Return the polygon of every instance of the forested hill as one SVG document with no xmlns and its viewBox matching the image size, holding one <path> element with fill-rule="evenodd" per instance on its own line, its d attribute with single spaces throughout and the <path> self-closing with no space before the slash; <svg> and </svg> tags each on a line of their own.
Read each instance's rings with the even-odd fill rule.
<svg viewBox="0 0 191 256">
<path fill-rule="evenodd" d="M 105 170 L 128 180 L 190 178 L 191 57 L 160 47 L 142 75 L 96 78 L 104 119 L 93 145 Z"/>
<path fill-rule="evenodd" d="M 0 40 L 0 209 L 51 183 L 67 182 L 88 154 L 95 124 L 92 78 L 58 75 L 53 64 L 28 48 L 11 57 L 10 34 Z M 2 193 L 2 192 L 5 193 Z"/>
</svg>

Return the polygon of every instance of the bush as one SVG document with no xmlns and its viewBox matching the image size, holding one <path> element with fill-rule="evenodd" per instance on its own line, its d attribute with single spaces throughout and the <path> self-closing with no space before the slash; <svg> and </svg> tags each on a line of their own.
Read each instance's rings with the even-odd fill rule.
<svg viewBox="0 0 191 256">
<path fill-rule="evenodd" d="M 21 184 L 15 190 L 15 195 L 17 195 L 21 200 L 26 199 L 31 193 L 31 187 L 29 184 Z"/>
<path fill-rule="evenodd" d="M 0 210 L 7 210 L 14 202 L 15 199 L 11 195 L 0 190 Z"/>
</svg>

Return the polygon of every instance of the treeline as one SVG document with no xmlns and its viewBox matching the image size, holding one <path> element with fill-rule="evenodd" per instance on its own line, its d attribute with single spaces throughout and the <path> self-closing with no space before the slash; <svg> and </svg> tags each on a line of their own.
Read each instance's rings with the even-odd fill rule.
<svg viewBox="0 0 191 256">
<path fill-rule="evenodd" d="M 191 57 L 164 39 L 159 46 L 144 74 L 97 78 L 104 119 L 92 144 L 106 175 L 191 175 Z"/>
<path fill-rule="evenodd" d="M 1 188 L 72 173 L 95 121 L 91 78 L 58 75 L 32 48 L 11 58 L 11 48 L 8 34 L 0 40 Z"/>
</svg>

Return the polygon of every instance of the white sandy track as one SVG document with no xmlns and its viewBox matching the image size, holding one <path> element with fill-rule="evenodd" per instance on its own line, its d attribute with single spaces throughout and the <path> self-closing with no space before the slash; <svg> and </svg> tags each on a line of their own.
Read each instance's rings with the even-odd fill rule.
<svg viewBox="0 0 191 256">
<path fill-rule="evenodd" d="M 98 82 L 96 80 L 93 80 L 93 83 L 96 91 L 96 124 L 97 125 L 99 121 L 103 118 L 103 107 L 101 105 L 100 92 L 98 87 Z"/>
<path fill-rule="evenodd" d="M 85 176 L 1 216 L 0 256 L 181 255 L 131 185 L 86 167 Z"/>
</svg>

- [Set problem]:
Starting with the first of the rows and going on through the line that contains "105 170 L 128", write those lines out again, request lines included. Shift every viewBox value and path coordinate in the answers up by 69.

- [Task output]:
Return the polygon of every instance of the forested hill as one SVG document with no xmlns and its viewBox matching the image size, holding one <path> element with fill-rule="evenodd" per instance on its own line, its d attribute with single spaces throughout and the <path> self-closing with no space before the slash; <svg> and </svg> tags each on a line of their own.
Read each instance's rings with the even-odd fill rule.
<svg viewBox="69 69 260 325">
<path fill-rule="evenodd" d="M 174 239 L 197 249 L 259 247 L 260 126 L 229 116 L 211 144 L 165 147 L 173 188 L 162 214 Z"/>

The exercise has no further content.